### [EXERCISE DESCRIPTION]
Please duplicate the listing from its first line through the line containing "M296 108L300 110L342", including both of those lines. Leave the pictures out of your copy.

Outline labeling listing
━━━━━━
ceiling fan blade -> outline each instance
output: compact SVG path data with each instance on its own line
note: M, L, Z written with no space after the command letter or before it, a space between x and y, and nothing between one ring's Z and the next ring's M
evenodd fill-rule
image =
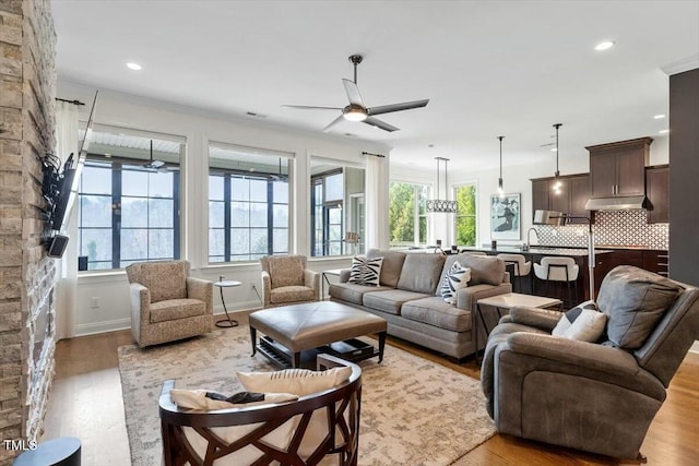
M380 128L383 131L393 132L399 130L399 128L395 128L394 126L389 124L386 121L381 121L378 118L374 118L374 117L367 117L366 120L364 120L364 122L367 124L371 124L372 127Z
M296 108L300 110L342 110L342 107L315 107L311 105L283 105L282 107Z
M364 101L362 100L362 94L359 94L359 87L357 87L354 81L343 79L342 83L345 85L345 92L347 93L350 104L358 105L362 108L365 108Z
M341 121L344 121L345 117L343 117L342 115L337 118L335 118L334 120L332 120L332 122L330 124L328 124L325 128L323 128L323 132L328 132L331 130L332 127L334 127L335 124L337 124Z
M422 100L403 101L401 104L380 105L378 107L367 108L367 115L390 113L392 111L410 110L411 108L425 107L429 101L428 98Z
━━━━━━
### [RESULT OF THIS TASK]
ceiling fan blade -> outline each instance
output: compact SVG path data with each instance on its own line
note: M, L, Z written with no space after the command letter or before it, a space between x and y, and nothing between one ring's Z and the next ring's M
evenodd fill-rule
image =
M380 128L383 131L393 132L399 130L399 128L395 128L394 126L389 124L386 121L381 121L378 118L374 118L374 117L367 117L366 120L364 120L364 122L367 124L371 124L372 127Z
M296 108L300 110L342 110L342 107L315 107L311 105L283 105L282 107Z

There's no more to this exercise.